═══ Source ═══
Share your dilemmas and get honest opinions from other Mumsnetters.

To always offer lunch - opinions

203 replies

Springtime111 · 18/05/2024 09:05

I just wanted to know if I'm unreasonable over something.

DH has 2 daughters with their own homes and partners. Growing up they lived with their mum, but regularly visited us, and I always made lovely meals when they came to visit, which was weekly.

Fast forward 16 years, they have their own lovely homes/partners etc, one local, (one an hour away) and I was looking forward to maybe the odd lunch cooked for us for a change, but when we visit (usually happens to be in the realms of lunchtime) they never have as much as made a sandwich or offered a biscuit! We end up grabbing a sandwich from a shop on the way home because we're starving.

Today, one is visiting with her DH and my DH has said we will do lunch for them.

If he wants to do it, that's fine, but tbh, I got a bit snappy and I've said I'm not helping, as it's never been reciprocated in 16 years and feels unfair to always be on us.

AIBU?

OP posts:
Zanatdy · 18/05/2024 12:16

I would always offer a guest lunch but they’ve made it clear they can’t be bothered so stop going over lunch time

OneTC · 18/05/2024 12:26

You're related to these people just say put a pizza on man I'm dying here

And yeah your husband should cook.

Tourmalines · 18/05/2024 12:29

Damnyourheadshoulderskneesandtoes · 18/05/2024 10:10

Hello are you joining in from 1940? You can buy quiche and pizza in the supermarket these days.
═══
* **Set exercise 1**: Revise the Mumsnet thread by starting at the words "Fast forward 16" and stopping after "lunch for them.", with "biscuit" changed to "cookie".
* **Set exercise 2**: Name every username in the Mumsnet thread that is shown with a date and time.
The listing below has no connection to the Mumsnet thread above.
═══ Data records ═══
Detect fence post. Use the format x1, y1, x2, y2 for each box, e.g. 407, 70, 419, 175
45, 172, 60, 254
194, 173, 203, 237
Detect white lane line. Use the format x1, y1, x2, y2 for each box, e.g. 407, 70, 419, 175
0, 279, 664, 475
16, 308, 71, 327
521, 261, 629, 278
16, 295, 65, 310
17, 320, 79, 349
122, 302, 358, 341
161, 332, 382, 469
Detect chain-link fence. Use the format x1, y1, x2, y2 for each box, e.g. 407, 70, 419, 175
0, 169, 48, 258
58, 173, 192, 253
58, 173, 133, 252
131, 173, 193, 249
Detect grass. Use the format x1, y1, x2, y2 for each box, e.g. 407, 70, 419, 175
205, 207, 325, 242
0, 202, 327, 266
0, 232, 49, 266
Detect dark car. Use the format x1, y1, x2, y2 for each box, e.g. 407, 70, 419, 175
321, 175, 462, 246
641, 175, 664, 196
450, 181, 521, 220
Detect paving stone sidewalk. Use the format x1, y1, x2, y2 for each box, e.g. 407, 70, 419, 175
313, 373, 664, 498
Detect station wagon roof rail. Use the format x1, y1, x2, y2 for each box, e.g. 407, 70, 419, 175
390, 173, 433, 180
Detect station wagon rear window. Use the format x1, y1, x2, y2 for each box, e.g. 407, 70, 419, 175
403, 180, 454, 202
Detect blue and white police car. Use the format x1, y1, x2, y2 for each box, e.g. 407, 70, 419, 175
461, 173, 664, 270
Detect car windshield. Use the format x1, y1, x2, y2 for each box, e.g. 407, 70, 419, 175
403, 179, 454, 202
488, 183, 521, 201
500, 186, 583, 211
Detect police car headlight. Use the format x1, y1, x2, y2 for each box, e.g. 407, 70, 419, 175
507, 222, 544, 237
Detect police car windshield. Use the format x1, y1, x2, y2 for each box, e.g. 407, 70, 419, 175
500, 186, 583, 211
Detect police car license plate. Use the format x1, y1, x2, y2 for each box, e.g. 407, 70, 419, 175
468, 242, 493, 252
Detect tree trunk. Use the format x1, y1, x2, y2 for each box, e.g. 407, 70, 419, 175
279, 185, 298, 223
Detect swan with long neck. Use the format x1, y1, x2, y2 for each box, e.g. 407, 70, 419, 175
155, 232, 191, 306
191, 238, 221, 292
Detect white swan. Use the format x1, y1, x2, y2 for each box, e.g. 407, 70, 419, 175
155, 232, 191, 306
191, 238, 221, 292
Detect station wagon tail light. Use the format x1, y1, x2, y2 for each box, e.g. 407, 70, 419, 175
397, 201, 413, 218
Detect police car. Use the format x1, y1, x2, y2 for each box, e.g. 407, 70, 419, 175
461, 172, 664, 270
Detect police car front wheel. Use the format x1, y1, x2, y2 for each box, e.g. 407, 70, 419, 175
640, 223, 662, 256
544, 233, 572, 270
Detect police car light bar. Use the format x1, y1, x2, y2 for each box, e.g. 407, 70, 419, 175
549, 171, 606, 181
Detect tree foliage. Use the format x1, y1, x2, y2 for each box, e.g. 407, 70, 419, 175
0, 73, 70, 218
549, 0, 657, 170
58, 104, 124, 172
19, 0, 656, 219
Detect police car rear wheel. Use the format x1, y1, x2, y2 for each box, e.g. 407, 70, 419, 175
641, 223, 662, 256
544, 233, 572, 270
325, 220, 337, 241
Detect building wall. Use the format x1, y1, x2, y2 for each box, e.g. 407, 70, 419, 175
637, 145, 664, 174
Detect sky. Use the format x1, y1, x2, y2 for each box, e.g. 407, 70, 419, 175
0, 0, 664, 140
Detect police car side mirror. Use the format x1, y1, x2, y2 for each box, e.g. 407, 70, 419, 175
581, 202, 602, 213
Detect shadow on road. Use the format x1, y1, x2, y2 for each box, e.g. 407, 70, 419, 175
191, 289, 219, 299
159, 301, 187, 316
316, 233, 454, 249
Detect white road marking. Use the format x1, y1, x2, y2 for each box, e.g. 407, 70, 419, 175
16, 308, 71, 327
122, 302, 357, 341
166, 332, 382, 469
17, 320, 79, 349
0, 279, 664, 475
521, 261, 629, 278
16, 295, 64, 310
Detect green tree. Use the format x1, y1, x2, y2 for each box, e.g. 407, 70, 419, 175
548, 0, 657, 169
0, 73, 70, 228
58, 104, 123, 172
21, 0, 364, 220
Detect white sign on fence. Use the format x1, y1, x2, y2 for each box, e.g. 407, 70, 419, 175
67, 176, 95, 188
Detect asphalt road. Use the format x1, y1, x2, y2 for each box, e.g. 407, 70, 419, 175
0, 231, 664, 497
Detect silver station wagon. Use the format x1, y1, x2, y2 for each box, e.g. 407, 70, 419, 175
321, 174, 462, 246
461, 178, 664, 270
═══
* **Correct response 1**:
Fast forward 16 years, they have their own lovely homes/partners etc, one local, (one an hour away) and I was looking forward to maybe the odd lunch cooked for us for a change, but when we visit (usually happens to be in the realms of lunchtime) they never have as much as made a sandwich or offered a cookie! We end up grabbing a sandwich from a shop on the way home because we're starving.

Today, one is visiting with her DH and my DH has said we will do lunch for them.

* **Correct response 2**: Springtime111, Zanatdy, OneTC, Tourmalines, Damnyourheadshoulderskneesandtoes